• **Instructions for the task**:
Output the material below in full, exactly as it is.

• **Provided entries**:
+---+
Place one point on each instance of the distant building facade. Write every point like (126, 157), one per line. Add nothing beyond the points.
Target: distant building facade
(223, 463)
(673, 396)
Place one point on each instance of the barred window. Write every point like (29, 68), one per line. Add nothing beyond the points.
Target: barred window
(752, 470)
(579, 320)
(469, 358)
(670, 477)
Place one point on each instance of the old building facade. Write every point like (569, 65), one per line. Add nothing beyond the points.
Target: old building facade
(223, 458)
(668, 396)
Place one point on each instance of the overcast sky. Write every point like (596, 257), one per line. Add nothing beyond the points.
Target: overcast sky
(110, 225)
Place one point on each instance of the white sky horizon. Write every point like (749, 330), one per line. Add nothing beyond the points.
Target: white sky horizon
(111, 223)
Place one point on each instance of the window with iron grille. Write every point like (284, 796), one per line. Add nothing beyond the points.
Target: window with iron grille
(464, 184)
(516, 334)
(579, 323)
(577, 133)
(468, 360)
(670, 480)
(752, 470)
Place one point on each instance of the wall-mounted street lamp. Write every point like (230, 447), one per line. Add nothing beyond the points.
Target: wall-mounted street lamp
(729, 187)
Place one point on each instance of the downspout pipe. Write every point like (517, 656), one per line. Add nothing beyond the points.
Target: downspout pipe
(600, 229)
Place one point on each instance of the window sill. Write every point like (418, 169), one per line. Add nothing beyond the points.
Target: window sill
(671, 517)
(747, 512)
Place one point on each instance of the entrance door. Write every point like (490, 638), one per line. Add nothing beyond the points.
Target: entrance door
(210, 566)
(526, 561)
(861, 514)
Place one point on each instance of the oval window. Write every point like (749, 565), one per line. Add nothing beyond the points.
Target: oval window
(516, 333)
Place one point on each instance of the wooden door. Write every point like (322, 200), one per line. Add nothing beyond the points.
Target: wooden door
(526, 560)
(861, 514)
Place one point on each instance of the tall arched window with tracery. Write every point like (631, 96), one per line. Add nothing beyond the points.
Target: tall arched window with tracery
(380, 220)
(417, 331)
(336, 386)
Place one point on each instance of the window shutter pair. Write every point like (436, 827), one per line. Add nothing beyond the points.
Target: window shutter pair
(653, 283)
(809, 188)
+---+
• **Exercise output**:
Place one point on each instance of the distant building facade. Write every point like (126, 157), one per line. Add nothing beyond the points.
Target: distant building facade
(223, 463)
(673, 396)
Place one point on each instance of the barred window. Write every point like (29, 68), one per line. Add nothing beyond the points.
Target: barred window
(752, 470)
(579, 320)
(469, 358)
(670, 477)
Place one point on each instance of the old building facade. Write every point like (569, 65), one per line. Add nothing beyond the points.
Target: old building facade
(223, 458)
(668, 396)
Place one point on each instance of the overcast sky. Write every point like (596, 257), one per line. Add nothing beyond the points.
Target: overcast sky
(110, 225)
Place one point on each instance of the white sky horizon. Write every point like (749, 330), one per line. Add nothing beyond the points.
Target: white sky horizon
(111, 223)
Place one point on each instance of the window with iron grille. Write every point like (284, 796), one per line. Add nothing beyond the points.
Target: window with iron grille
(464, 184)
(516, 334)
(579, 323)
(577, 133)
(468, 360)
(670, 480)
(752, 470)
Place one point on each instance of the wall-mounted street lamp. Write every point like (230, 447), one per line. Add nothing beyond the points.
Target: wall-mounted street lamp
(729, 187)
Place one point on each instance of the downspout pipe. Write every point like (517, 656), one per line. Add nothing beyond the points.
Target: downspout pipe
(600, 229)
Place one point on each instance of the window sill. Write every point like (418, 169), one per line. Add nothing beyond the points.
Target: window sill
(671, 517)
(747, 512)
Place one point on each instance of the entrance door. Write every point like (490, 638), one per line. Add nothing beyond the points.
Target: entrance door
(210, 566)
(526, 561)
(861, 514)
Place one point on each instance of the oval window. Write every point like (749, 565), one per line. Add nothing beyond the points.
Target: oval window
(516, 333)
Place one point on each instance of the wooden door. Write every point like (322, 200), one per line. Add nothing beyond the points.
Target: wooden door
(526, 560)
(861, 514)
Place one point on each instance of the tall arched window with tracery. Write every point like (631, 96), one per line. Add nothing beyond the points.
Target: tall arched window with tracery
(380, 220)
(417, 331)
(336, 386)
Place one point on each instance of the window shutter pair. Write every point like (436, 827), one per line. Add nothing beyond the points.
Target: window shutter pair
(653, 283)
(809, 188)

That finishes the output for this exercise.